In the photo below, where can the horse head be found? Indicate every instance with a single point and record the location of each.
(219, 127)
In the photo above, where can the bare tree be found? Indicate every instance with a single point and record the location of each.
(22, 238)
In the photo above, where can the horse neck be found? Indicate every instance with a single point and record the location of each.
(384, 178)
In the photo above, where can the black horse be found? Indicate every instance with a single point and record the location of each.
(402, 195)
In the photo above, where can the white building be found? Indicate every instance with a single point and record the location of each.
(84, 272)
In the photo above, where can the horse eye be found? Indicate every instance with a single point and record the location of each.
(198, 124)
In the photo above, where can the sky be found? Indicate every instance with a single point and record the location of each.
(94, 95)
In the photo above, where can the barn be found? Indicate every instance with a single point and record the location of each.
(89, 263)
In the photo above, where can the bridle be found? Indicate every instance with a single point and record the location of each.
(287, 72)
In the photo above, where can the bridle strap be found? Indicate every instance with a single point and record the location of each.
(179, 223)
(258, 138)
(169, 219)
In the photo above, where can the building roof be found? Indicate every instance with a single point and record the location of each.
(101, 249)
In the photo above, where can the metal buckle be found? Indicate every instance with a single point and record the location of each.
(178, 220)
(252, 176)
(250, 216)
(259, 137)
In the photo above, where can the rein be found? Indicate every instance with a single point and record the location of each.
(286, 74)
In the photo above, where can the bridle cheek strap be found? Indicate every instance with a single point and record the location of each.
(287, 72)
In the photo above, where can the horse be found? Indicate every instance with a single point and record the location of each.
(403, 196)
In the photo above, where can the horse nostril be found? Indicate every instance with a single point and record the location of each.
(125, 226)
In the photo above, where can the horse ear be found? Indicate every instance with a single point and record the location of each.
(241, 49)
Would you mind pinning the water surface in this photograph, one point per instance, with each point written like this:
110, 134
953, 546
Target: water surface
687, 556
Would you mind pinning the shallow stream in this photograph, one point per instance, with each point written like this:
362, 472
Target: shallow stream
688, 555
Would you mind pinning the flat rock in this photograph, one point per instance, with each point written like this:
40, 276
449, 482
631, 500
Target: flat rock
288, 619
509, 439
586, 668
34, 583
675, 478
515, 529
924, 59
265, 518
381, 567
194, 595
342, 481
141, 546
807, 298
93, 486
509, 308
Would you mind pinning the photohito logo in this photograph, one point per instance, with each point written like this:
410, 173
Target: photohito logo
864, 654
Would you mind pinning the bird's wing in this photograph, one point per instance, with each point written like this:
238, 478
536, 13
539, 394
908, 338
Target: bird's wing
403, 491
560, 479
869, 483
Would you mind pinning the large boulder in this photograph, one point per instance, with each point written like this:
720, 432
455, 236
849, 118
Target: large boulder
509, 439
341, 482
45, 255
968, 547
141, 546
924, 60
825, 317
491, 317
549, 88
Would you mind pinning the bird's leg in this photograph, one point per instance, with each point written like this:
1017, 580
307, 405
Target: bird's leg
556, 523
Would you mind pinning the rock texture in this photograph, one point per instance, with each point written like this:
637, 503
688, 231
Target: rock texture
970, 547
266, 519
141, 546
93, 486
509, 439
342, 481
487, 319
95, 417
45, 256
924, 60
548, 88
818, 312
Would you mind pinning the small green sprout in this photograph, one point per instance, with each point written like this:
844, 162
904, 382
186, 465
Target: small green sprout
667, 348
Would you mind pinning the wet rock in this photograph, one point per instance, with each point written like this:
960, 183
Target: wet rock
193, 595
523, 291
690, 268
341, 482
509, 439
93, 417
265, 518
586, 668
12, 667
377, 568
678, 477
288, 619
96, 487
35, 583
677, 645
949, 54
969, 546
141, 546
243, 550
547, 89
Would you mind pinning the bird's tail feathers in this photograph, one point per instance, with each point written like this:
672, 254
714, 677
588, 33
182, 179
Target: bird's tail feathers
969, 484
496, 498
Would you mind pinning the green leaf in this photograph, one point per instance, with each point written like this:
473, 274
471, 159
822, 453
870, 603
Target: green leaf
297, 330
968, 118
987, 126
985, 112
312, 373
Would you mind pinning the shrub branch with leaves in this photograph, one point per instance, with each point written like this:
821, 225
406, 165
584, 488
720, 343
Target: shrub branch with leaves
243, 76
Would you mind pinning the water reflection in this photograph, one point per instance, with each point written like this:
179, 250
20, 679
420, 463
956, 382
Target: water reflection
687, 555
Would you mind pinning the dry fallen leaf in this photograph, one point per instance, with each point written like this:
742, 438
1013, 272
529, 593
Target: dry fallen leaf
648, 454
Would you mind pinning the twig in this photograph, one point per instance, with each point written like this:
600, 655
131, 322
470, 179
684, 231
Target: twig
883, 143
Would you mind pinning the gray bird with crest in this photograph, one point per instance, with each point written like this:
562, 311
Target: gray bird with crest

• • • • • • •

### [EXERCISE PROMPT]
With the line containing "Target: bird's tail feathers" as the start and the last line of the material above as the end, copy that run of lines exactly, both ends included, and nothing more.

### [RESULT FOR THIS TASK]
Target: bird's tail feathers
969, 484
496, 498
Would you mind pinning the green leaf in this photograph, one point per instance, with each point written like this:
473, 274
471, 159
822, 453
870, 603
Target: green leaf
297, 330
968, 118
987, 126
985, 112
312, 373
Would you mind pinning the shrub branch with leaves in this photograph, one point per instance, with each point written like this:
821, 225
406, 165
584, 488
720, 343
Target: shrub branch with leaves
243, 76
Would you mind pinning the water reflection in this photograph, one point per instance, with each point written like this:
179, 250
20, 679
420, 463
956, 382
Target: water reflection
687, 555
Would you mind pinning the dry fallen leaf in this photograph, one point per instance, with each point written like this:
742, 438
1013, 272
529, 593
Target: dry fallen leaf
648, 454
Would you mind pinning the twig in this photograph, one point per instance, with each point written like this:
600, 655
131, 322
470, 179
684, 231
Target: twig
883, 143
Would you mind pinning the gray bird with crest in this photograph, one point per instance, with each point written like this:
562, 311
Target: gray bird with crest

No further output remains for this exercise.